AIM - Shift each number in the point coordinates up by 16, then write out again every row from the one with "Where can you find the tram window" through the last row, keeping the requests along with the points.

BEGIN EXCERPTED DATA

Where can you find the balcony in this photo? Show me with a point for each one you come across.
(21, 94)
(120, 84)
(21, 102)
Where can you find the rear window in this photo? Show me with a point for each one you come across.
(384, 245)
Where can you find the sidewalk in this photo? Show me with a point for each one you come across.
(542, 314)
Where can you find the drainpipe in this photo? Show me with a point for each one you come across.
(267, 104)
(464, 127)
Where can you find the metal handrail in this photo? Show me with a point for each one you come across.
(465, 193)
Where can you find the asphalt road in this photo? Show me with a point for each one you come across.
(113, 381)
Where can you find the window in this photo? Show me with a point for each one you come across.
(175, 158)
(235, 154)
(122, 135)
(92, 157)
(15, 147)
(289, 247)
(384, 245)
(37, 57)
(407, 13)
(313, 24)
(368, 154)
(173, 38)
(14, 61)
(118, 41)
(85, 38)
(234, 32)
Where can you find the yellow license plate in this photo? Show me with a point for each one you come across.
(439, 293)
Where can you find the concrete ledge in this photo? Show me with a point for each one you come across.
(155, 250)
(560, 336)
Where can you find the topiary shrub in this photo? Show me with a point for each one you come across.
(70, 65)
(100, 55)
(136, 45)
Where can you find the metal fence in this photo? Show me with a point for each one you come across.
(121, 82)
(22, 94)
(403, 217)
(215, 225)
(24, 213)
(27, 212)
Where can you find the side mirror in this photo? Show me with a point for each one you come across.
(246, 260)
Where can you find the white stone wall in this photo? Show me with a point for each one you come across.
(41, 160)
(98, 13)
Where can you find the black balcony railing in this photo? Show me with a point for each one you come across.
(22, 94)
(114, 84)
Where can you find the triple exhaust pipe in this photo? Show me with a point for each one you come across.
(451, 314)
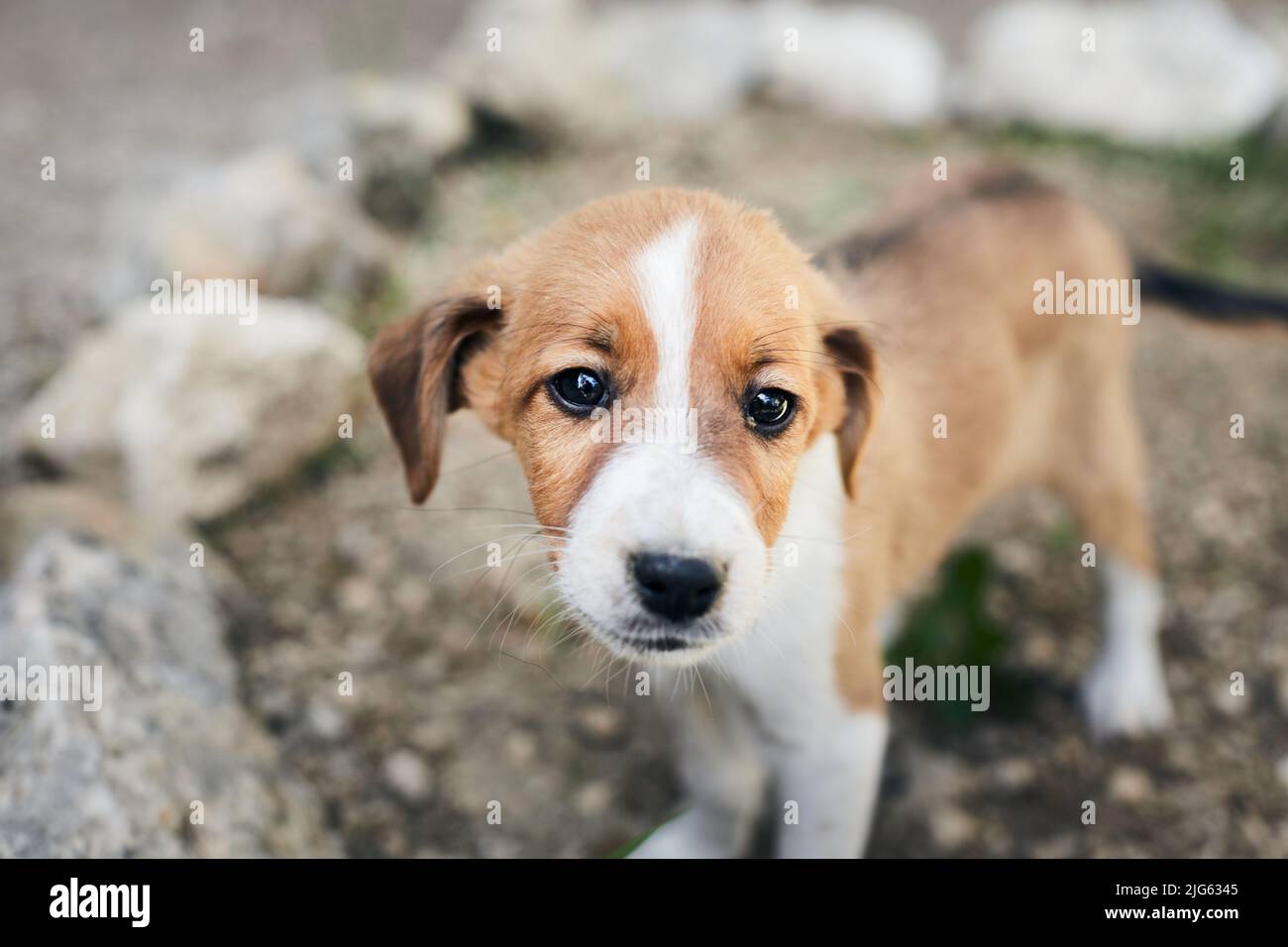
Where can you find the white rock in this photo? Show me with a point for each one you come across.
(407, 775)
(262, 217)
(562, 68)
(544, 68)
(864, 63)
(1164, 72)
(197, 411)
(416, 115)
(690, 62)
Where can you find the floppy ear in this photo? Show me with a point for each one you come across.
(853, 357)
(415, 368)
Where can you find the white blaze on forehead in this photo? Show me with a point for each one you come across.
(664, 277)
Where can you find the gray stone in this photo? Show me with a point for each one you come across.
(170, 732)
(262, 217)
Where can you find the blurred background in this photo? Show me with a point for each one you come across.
(207, 526)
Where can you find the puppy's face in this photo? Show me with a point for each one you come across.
(660, 363)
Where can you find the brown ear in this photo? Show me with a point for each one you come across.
(415, 369)
(853, 357)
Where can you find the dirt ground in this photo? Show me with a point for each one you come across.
(458, 706)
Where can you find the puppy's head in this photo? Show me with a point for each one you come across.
(660, 363)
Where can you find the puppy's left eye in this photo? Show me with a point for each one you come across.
(769, 410)
(579, 390)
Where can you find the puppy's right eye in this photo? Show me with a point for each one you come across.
(579, 390)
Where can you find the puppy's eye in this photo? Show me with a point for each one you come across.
(579, 390)
(769, 410)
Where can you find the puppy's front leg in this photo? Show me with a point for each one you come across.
(722, 776)
(827, 788)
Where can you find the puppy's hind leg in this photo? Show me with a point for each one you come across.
(1125, 692)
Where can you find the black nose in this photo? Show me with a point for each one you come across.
(675, 586)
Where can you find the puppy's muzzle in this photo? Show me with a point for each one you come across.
(677, 587)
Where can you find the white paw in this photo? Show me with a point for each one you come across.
(1125, 693)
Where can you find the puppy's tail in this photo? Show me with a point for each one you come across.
(1210, 300)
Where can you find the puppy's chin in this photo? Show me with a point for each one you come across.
(658, 643)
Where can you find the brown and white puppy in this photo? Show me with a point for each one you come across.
(810, 393)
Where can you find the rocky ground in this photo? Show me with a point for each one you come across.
(465, 692)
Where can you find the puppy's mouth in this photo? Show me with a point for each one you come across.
(644, 641)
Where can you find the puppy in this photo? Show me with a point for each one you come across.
(853, 410)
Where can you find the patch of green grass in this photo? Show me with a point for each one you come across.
(387, 303)
(951, 625)
(626, 849)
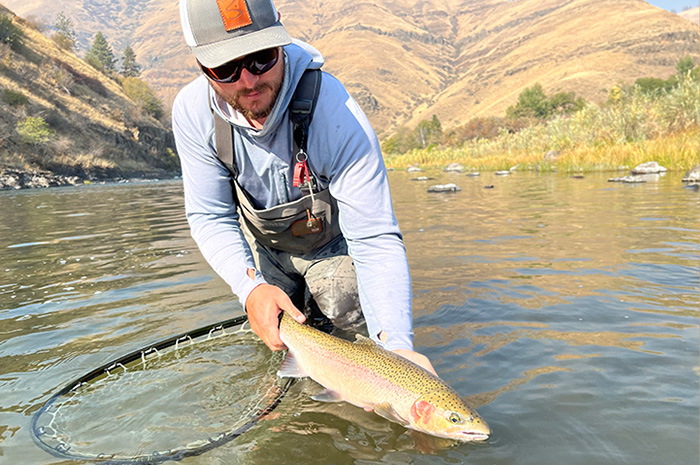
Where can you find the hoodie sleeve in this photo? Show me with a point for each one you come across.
(209, 201)
(358, 181)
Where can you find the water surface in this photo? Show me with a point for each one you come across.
(565, 309)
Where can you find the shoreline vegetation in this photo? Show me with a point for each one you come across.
(639, 123)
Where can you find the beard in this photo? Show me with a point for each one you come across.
(251, 113)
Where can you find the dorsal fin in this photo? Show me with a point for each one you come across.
(364, 340)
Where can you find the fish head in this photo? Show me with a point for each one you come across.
(445, 414)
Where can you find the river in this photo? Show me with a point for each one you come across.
(566, 310)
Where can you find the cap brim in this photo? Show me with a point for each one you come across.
(218, 53)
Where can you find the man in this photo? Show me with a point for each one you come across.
(285, 229)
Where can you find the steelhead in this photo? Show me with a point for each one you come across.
(369, 376)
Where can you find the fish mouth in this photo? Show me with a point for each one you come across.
(474, 436)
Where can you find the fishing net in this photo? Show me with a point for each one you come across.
(177, 398)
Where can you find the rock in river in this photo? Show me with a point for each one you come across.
(454, 168)
(650, 167)
(692, 175)
(444, 188)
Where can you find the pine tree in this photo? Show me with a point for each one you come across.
(129, 66)
(100, 55)
(65, 34)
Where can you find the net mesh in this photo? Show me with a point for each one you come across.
(171, 402)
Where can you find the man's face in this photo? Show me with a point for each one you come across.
(253, 96)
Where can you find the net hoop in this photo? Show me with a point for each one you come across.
(63, 450)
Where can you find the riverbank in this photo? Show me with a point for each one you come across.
(676, 152)
(14, 178)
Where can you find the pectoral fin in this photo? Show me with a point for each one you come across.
(387, 411)
(290, 368)
(327, 396)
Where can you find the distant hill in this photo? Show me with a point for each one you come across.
(405, 60)
(692, 14)
(57, 113)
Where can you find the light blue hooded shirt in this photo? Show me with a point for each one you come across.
(343, 153)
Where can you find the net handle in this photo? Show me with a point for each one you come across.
(177, 454)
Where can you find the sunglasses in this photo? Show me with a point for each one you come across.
(256, 63)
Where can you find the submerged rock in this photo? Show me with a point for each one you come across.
(693, 175)
(650, 167)
(454, 168)
(628, 179)
(21, 179)
(444, 188)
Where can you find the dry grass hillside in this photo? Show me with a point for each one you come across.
(59, 114)
(692, 14)
(405, 60)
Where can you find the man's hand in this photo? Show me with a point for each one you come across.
(419, 359)
(263, 307)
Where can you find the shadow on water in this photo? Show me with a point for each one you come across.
(565, 309)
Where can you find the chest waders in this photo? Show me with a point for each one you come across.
(316, 212)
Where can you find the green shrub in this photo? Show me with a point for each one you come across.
(33, 130)
(9, 33)
(138, 91)
(14, 98)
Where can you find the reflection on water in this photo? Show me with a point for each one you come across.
(565, 309)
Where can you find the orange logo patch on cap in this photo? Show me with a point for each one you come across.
(234, 13)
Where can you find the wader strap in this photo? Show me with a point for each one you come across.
(223, 136)
(302, 106)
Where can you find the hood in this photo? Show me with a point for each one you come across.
(298, 57)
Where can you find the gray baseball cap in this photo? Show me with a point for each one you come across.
(219, 31)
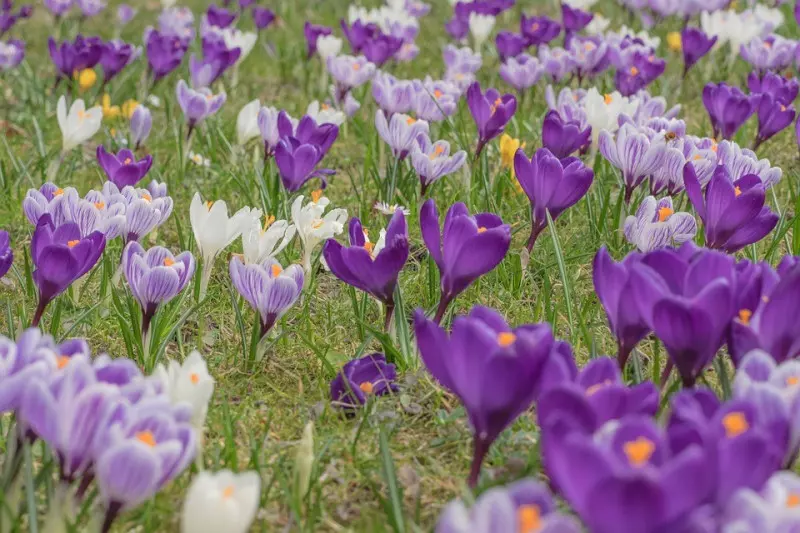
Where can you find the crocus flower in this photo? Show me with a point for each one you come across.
(466, 248)
(490, 111)
(362, 378)
(371, 268)
(728, 108)
(221, 501)
(155, 277)
(657, 225)
(432, 161)
(188, 383)
(197, 105)
(482, 352)
(60, 256)
(525, 506)
(312, 32)
(633, 457)
(563, 138)
(79, 125)
(268, 288)
(633, 153)
(734, 213)
(552, 186)
(773, 117)
(539, 30)
(400, 132)
(312, 226)
(123, 169)
(141, 124)
(213, 231)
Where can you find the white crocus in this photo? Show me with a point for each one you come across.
(603, 111)
(221, 501)
(79, 125)
(247, 123)
(261, 243)
(188, 383)
(480, 26)
(312, 226)
(214, 230)
(328, 45)
(325, 114)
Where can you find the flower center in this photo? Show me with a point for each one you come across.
(506, 339)
(735, 424)
(639, 451)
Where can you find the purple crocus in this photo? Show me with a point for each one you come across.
(361, 379)
(313, 32)
(539, 30)
(60, 256)
(6, 253)
(123, 169)
(728, 108)
(268, 288)
(155, 277)
(564, 137)
(509, 44)
(371, 268)
(467, 247)
(734, 213)
(695, 44)
(197, 105)
(490, 111)
(432, 161)
(496, 371)
(552, 186)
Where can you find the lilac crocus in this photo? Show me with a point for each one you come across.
(695, 44)
(496, 371)
(197, 105)
(657, 225)
(734, 213)
(268, 288)
(773, 117)
(313, 32)
(6, 253)
(432, 161)
(141, 124)
(728, 108)
(400, 132)
(123, 169)
(490, 111)
(525, 506)
(633, 153)
(60, 256)
(466, 248)
(539, 30)
(552, 186)
(521, 72)
(361, 379)
(562, 137)
(509, 44)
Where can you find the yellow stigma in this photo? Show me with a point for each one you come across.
(147, 437)
(529, 518)
(664, 213)
(506, 339)
(674, 41)
(744, 316)
(735, 424)
(639, 451)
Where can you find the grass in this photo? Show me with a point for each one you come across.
(394, 465)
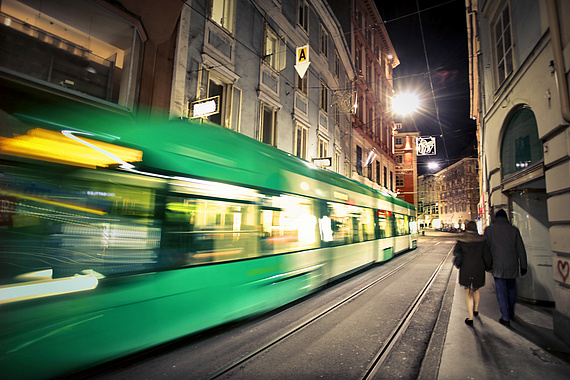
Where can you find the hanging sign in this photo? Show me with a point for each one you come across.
(302, 60)
(425, 146)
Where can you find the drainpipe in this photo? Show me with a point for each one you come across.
(559, 65)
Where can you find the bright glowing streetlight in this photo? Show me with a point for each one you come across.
(405, 103)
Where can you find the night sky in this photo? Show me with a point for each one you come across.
(445, 36)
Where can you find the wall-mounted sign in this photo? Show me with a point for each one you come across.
(425, 146)
(302, 60)
(205, 107)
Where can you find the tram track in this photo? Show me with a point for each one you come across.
(383, 351)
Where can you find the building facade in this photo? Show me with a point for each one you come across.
(250, 74)
(428, 201)
(521, 100)
(374, 59)
(459, 193)
(406, 166)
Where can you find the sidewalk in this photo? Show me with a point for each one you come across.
(527, 349)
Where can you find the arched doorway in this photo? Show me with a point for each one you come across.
(523, 182)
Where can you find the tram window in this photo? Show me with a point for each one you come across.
(350, 224)
(385, 223)
(200, 231)
(58, 225)
(402, 225)
(288, 224)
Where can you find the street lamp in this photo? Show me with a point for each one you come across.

END EXCERPTED DATA

REPLY -
Where can you find the tram window in this photo? Show me with a point for each one you come across.
(366, 240)
(401, 239)
(216, 247)
(74, 241)
(418, 241)
(304, 240)
Where can you find the street lamp in this photo? Show me with a point for each one you come across.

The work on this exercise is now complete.